[Raw records]

--- start ---

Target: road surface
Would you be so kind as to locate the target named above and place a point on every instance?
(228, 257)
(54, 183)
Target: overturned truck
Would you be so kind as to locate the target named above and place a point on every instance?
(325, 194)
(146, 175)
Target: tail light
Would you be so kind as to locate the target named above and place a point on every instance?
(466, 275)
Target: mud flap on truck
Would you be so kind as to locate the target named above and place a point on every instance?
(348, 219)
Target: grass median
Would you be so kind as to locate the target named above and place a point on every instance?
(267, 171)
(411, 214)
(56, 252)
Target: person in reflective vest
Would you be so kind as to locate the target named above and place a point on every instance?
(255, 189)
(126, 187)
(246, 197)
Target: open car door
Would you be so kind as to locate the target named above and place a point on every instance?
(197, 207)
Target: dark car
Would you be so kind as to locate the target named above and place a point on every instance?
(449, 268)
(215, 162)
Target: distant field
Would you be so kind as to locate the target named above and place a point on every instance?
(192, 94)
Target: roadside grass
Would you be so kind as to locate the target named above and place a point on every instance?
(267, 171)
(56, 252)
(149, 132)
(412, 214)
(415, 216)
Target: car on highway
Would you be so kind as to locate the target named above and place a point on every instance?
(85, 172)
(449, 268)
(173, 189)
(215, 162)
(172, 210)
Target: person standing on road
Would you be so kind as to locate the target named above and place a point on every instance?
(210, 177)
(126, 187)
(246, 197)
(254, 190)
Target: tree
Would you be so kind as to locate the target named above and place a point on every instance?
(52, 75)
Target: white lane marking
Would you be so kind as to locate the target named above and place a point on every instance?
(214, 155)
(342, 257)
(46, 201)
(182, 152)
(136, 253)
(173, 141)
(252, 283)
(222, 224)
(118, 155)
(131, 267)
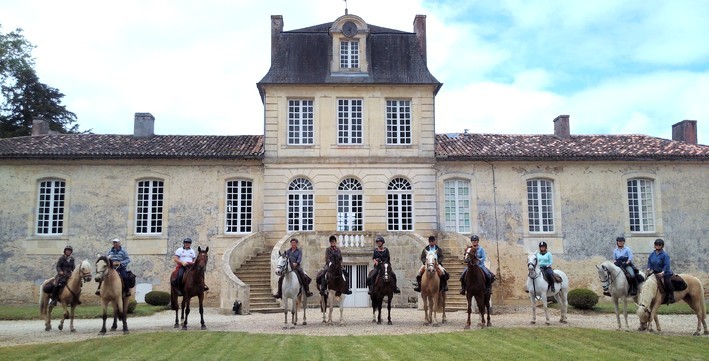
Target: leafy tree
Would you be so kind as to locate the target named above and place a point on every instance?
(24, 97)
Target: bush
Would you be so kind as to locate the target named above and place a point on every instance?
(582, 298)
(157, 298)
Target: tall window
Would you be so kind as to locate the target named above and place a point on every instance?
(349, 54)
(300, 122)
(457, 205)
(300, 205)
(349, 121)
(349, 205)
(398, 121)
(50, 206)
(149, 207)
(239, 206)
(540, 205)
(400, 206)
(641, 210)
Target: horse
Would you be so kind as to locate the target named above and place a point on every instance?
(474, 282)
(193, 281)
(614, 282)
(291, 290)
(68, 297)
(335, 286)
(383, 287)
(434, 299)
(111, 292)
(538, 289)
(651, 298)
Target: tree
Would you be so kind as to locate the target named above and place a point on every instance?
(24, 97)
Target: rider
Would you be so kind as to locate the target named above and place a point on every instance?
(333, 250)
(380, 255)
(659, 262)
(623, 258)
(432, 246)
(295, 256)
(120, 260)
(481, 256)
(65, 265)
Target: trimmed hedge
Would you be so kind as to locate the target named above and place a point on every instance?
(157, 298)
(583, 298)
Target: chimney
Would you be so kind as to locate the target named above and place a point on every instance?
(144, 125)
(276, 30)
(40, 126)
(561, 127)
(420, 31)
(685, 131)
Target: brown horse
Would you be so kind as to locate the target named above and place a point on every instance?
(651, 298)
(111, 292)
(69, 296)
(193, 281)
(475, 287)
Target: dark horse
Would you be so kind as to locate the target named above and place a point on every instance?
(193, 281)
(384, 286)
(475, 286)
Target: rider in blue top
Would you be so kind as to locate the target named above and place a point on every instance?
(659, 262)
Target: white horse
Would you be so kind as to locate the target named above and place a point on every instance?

--- end ---
--- start ---

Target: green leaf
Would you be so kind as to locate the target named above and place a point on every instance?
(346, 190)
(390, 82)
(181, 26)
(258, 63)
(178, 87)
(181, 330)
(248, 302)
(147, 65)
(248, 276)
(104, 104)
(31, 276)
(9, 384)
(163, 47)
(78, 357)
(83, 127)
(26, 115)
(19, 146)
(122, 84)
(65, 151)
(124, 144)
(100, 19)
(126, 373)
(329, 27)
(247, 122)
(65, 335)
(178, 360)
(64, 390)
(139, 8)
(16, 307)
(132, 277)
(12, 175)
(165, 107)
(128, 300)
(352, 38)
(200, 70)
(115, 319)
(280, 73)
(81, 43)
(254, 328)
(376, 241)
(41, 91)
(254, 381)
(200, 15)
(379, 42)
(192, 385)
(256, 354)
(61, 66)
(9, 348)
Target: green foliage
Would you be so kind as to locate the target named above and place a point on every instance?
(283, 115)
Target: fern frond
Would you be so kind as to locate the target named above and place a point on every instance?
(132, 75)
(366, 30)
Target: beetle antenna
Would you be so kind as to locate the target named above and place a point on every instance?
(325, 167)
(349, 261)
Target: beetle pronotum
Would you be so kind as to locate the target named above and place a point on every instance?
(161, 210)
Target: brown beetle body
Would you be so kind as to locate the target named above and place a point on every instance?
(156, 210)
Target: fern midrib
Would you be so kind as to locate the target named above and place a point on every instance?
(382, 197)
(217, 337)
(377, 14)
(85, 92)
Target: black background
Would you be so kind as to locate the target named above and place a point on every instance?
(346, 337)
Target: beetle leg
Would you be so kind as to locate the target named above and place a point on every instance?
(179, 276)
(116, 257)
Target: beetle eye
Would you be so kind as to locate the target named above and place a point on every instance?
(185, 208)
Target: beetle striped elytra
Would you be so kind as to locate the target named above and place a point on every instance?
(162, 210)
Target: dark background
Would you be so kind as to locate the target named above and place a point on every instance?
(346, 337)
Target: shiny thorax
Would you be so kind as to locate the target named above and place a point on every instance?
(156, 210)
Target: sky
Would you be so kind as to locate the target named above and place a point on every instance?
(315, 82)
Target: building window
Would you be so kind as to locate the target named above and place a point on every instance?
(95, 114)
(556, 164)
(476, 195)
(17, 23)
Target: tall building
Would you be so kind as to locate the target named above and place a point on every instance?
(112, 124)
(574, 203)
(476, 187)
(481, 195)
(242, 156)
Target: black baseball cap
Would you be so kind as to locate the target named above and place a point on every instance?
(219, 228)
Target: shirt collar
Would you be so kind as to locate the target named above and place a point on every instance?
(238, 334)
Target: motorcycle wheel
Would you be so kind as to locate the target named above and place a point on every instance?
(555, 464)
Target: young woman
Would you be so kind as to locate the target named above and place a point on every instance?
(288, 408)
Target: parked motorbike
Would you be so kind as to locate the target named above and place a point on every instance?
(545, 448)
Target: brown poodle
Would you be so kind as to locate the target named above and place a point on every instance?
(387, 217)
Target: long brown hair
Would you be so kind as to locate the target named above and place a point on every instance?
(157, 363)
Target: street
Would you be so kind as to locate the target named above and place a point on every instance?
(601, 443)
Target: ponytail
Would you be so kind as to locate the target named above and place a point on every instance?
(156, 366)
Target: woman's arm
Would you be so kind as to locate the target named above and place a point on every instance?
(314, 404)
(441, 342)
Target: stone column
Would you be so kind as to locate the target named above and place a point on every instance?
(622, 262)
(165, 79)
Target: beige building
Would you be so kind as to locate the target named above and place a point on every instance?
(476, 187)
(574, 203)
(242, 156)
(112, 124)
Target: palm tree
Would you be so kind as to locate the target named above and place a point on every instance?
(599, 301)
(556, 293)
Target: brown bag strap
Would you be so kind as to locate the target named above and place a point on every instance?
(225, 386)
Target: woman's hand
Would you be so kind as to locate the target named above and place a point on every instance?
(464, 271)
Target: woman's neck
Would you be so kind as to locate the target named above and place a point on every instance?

--- end ---
--- start ---

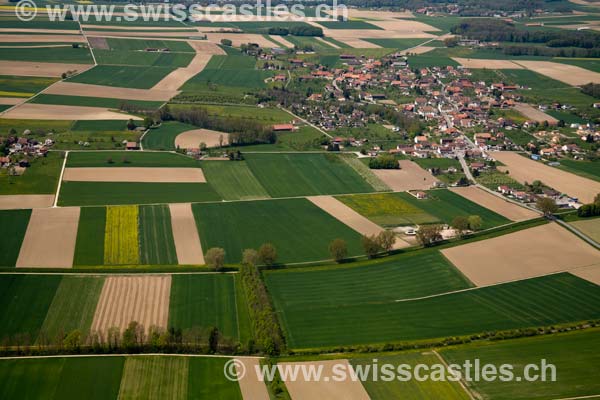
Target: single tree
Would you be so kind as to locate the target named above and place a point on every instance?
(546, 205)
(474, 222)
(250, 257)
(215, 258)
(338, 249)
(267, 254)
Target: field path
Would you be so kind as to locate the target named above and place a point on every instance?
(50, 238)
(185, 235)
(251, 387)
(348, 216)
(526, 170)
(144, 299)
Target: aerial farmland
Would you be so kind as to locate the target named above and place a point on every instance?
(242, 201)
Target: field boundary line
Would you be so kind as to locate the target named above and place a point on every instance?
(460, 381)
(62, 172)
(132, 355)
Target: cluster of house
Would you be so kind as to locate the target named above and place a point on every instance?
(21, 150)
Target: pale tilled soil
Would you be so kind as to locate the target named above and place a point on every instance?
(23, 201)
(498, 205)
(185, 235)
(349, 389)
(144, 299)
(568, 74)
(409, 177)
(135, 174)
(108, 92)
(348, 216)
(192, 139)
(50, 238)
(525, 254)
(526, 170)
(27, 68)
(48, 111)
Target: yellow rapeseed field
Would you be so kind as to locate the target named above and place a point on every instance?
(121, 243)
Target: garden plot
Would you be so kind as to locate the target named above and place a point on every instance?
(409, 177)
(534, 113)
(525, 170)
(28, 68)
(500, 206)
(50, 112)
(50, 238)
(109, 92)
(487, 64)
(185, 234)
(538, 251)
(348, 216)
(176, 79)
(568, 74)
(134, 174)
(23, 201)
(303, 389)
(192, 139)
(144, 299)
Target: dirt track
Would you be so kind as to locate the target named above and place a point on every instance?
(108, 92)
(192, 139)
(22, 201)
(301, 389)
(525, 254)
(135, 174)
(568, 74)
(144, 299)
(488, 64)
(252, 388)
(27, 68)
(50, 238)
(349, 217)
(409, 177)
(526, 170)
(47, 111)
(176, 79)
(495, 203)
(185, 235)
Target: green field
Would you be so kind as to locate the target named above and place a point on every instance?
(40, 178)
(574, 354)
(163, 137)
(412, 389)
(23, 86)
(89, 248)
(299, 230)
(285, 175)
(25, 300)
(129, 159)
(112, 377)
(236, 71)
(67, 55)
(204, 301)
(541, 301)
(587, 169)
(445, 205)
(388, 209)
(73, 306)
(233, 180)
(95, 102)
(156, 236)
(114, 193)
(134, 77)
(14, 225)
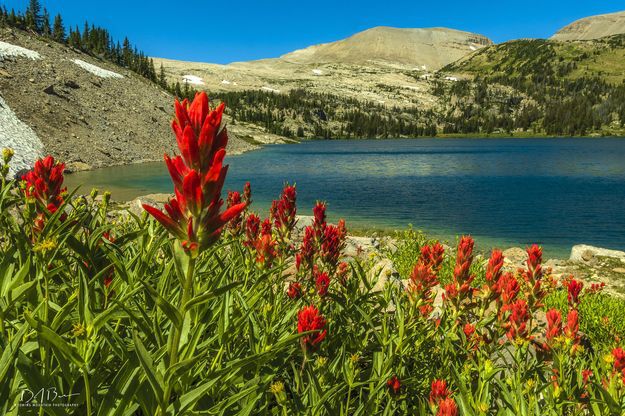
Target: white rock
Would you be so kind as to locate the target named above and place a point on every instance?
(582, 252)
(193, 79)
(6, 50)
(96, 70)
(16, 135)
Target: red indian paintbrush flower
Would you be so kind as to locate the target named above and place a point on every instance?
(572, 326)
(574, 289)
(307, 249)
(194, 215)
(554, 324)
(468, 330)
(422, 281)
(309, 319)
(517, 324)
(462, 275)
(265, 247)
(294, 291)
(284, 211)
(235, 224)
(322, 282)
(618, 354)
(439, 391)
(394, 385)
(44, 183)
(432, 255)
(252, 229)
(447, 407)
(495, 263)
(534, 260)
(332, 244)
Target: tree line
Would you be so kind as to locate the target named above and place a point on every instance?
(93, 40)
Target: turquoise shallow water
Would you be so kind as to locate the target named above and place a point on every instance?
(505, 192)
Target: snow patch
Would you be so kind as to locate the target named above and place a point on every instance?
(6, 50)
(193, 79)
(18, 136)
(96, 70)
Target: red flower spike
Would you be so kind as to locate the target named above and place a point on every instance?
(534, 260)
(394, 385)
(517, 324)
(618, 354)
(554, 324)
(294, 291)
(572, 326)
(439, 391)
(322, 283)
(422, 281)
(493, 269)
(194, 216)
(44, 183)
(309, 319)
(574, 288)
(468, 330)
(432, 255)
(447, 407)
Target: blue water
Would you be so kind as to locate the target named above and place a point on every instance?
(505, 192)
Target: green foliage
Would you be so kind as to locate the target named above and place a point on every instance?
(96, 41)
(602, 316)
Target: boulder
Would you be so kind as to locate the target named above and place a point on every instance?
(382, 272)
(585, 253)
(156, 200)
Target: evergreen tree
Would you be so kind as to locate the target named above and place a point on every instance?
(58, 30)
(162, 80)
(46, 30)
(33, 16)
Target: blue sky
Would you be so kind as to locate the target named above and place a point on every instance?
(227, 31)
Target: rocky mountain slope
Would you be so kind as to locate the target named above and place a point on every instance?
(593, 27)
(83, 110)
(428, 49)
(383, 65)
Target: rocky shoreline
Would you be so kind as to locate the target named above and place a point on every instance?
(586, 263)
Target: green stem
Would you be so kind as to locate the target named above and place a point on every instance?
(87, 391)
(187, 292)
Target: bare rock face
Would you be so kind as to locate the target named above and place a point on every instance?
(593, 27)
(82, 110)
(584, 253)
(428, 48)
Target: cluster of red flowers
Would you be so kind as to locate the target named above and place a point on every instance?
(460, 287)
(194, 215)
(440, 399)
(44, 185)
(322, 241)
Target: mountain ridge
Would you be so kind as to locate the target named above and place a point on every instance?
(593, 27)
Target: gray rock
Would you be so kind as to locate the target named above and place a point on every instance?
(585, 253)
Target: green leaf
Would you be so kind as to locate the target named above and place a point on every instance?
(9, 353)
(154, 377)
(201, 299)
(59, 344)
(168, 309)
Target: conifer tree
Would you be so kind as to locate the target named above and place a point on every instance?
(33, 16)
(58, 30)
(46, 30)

--- end ---

Prompt — Count the lines in the items above that contain the string "building". Reply with the number alone.

Correct result — 3